WRITTEN PROBLEM:
Convert the lines below into a two-column CSV with the header text,answer: one row for each line that begins with detect_objects, with that line's wording under text and every box line that follows it under answer. Wrap each field in double quotes and replace line breaks with spaces.

— START OF WORKING DATA —

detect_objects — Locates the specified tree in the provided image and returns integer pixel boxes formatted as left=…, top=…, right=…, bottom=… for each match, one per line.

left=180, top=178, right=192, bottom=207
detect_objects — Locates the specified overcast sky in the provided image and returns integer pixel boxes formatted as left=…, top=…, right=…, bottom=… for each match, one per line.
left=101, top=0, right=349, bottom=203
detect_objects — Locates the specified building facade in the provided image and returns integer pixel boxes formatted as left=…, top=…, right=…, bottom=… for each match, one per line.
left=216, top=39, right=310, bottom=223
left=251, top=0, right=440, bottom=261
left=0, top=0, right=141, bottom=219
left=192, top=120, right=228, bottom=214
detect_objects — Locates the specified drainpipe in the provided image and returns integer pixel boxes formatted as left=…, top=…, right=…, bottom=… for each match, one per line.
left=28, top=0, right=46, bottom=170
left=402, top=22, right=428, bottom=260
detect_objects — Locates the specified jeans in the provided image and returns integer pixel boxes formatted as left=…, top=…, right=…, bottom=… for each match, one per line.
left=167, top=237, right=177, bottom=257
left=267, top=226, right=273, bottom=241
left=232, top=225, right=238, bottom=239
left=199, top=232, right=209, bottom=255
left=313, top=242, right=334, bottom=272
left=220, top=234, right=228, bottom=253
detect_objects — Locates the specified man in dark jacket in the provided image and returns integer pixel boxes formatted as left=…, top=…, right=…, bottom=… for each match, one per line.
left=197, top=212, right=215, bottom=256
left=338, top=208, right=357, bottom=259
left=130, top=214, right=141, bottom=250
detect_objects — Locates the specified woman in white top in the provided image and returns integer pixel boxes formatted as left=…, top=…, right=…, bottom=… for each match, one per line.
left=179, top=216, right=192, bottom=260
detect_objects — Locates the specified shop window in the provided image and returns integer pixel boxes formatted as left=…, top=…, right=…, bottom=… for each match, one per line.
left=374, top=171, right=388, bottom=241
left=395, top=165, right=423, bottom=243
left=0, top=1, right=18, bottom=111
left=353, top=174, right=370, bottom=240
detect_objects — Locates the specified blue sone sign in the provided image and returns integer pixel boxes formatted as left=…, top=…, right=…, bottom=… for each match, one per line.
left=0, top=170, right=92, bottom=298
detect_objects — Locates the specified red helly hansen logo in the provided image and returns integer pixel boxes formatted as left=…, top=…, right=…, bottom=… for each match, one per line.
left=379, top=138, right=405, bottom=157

— END OF WORKING DATA —

CORRECT RESPONSE:
text,answer
"detect_objects — Locates the specified tree in the provided image and returns integer pixel boxes formatted as left=…, top=…, right=…, bottom=… for each match, one per line.","left=180, top=178, right=192, bottom=207"
"detect_objects — Locates the specified overcast sky in the provided image and returns integer pixel boxes formatted as left=…, top=…, right=…, bottom=… for each match, one per line.","left=101, top=0, right=349, bottom=203"
"detect_objects — Locates the specified building facade in the provided image and returns integer pixel boxes formatted as left=…, top=…, right=…, bottom=… for each match, one per line.","left=216, top=39, right=310, bottom=223 left=251, top=0, right=440, bottom=261 left=0, top=0, right=141, bottom=219 left=192, top=120, right=228, bottom=214"
"detect_objects — Locates the specified drainpipe in the provided image and returns integer pixel boxes formatted as left=…, top=…, right=…, bottom=… for each match, one per line.","left=28, top=0, right=46, bottom=170 left=402, top=22, right=428, bottom=260"
"detect_objects — Locates the specified jeans in the provided image and returns integer pixel boxes formatted as left=…, top=…, right=…, bottom=… for each match, one per line.","left=167, top=237, right=177, bottom=257 left=267, top=226, right=273, bottom=241 left=232, top=225, right=238, bottom=239 left=199, top=232, right=209, bottom=255 left=313, top=242, right=334, bottom=272 left=220, top=234, right=228, bottom=253"
"detect_objects — Locates the specified man in dark jacket in the provided image and returns integer pixel boxes formatted as left=…, top=…, right=…, bottom=… for each match, one per line.","left=197, top=212, right=215, bottom=256 left=338, top=208, right=357, bottom=259 left=130, top=214, right=141, bottom=250"
"detect_objects — Locates the specified woman in white top in the provided image and returns integer pixel boxes formatted as left=…, top=…, right=…, bottom=… for each match, one per line.","left=179, top=216, right=192, bottom=260"
"detect_objects — Locates the specified shop window in the provided image and returns integer pixel boxes formatted as left=…, top=…, right=…, bottom=… for each match, one per line.","left=374, top=171, right=388, bottom=241 left=395, top=165, right=423, bottom=243 left=0, top=1, right=18, bottom=111 left=353, top=174, right=370, bottom=240"
"detect_objects — Locates the specified blue sone sign in the provided image and returns integer pixel boxes formatted as left=…, top=…, right=…, bottom=… for each match, one per line.","left=0, top=170, right=92, bottom=298"
"detect_objects — Locates the specified red helly hansen logo in the provided image and returns integer pixel boxes formatted as left=…, top=…, right=…, bottom=… for each match, one per line.","left=379, top=138, right=405, bottom=157"